**RECORDS FOR THIS EXERCISE**
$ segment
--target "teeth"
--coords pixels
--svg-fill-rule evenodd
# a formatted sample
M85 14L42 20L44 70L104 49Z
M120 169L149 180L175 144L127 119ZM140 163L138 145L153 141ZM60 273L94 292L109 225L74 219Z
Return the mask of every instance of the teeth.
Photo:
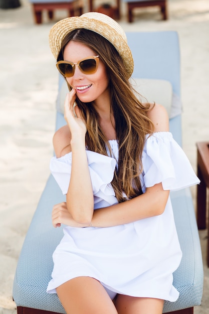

**PROMPT**
Put every line of the entries above into a numbered list, leaving out any blank lines. Don't include the pictures in your answer.

**TASK RESULT**
1. $ segment
2. --target "teeth"
3. --coords pixels
4. --svg-fill-rule evenodd
5. # a formatted sample
6. M85 14L42 20L44 70L104 49Z
7. M120 169L149 180L175 144L127 119ZM140 163L138 145L153 141ZM60 273L94 292L109 225L74 219Z
8. Return the mask of every instance of the teeth.
9. Photo:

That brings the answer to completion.